**Problem description**
The output has to be the full set of records, reproduced exactly, minus any picture.

**Input for this task**

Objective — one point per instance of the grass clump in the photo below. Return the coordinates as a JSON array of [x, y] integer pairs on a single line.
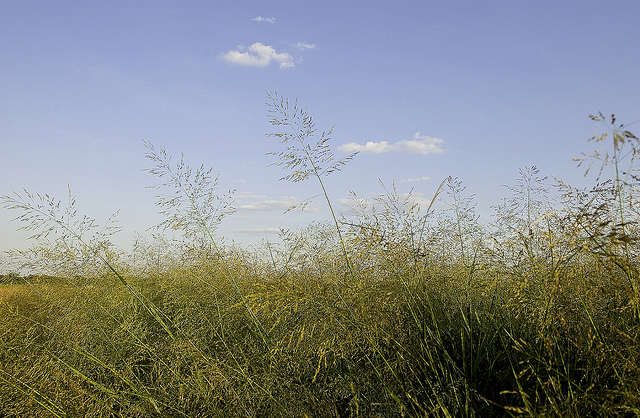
[[394, 310]]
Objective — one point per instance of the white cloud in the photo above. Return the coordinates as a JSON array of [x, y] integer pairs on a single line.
[[259, 55], [259, 230], [260, 203], [420, 144], [265, 19], [303, 45], [415, 179]]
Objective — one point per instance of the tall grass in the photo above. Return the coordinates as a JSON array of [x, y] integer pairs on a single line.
[[392, 310]]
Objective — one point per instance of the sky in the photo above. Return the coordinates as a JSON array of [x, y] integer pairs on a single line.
[[422, 89]]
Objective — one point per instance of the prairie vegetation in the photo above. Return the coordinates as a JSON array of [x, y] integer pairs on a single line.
[[393, 310]]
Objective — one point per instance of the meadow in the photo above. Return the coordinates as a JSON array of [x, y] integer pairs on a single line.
[[393, 310]]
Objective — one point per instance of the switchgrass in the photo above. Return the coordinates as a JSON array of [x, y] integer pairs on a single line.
[[393, 310]]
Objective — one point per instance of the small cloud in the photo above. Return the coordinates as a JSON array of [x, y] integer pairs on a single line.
[[415, 179], [259, 55], [420, 144], [260, 203], [303, 45], [265, 19], [259, 230]]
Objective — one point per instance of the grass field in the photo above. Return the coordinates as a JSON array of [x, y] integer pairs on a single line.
[[397, 311]]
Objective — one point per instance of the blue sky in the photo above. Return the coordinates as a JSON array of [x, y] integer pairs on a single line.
[[423, 89]]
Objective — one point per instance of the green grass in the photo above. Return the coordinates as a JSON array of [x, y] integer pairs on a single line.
[[395, 311]]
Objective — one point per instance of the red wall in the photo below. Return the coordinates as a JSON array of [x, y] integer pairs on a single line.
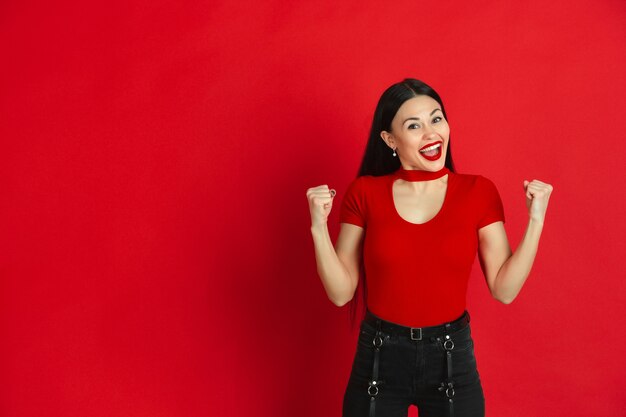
[[156, 258]]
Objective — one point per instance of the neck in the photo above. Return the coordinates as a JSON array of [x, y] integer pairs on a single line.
[[420, 175]]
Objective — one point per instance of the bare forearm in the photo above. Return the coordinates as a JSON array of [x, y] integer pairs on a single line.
[[332, 272], [516, 269]]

**Solution for this task**
Objective — one point per instance of the grass clump in the photo below. Return the coordinates as a JSON array of [x, y] integer pairs on a single line.
[[394, 310]]
Objective — one point per instance of the white cloud in the photo above. Return the coordinates as a JSON array of [x, y] integer pairs on a single line.
[[259, 55], [259, 230], [260, 203], [420, 144], [265, 19], [303, 45], [415, 179]]
Objective — one point per instance of the tall grass in the photo above. Return the coordinates as a JSON array of [x, y] integer pairs on a single line.
[[392, 310]]
Objective — one point per instance of the sky in the photo above. Return the coordinates as a JSON array of [x, y] integer pairs on a single line.
[[422, 89]]
Objective — one point per instance of the prairie vegetation in the photo above. Return the coordinates as a JSON array of [x, y] integer pairs on a single line.
[[393, 310]]
Objective — one point per instance of the meadow in the photo above. Return the coordinates as a JSON array of [x, y] integer pairs on a single line.
[[393, 310]]
Objective — one point per instance of the switchgrass in the photo above. Return the coordinates as a JSON array of [x, y] integer pairs on a single line.
[[393, 310]]
Objective — one point per instance of the small cloud in the photo above. Return the coordinates as a JSON array of [x, y] integer pairs on a single line.
[[415, 179], [259, 55], [420, 144], [260, 203], [303, 45], [265, 19], [259, 230]]
Objective — one point per instance of the grass field in the photo above. Return the coordinates as a JSON array of [x, y] integer pairs on a single line.
[[397, 311]]
Objective — one point per instance of the blue sky in the photo above. Return the coordinates as a JSON array of [x, y] integer pairs on a single line.
[[423, 89]]
Objective — one point per instance of the green grass in the photo above. Return the coordinates as a JSON array of [x, y] integer pairs on a single line.
[[395, 311]]
Objective — one point per instance of the red wall in the photo below. Return the coordinates as a JSON array of [x, y] integer pairs on a single line.
[[156, 258]]
Objective — one point per instance of the neck in the photo above. Return the coordinates as a JSON array of [x, y] integer pairs on a single line.
[[420, 175]]
Objective — one point per instance of the bare forearm in the photo above. Return the coordinates as a JSON array of [x, y] integer pairs on a single line.
[[332, 272], [516, 269]]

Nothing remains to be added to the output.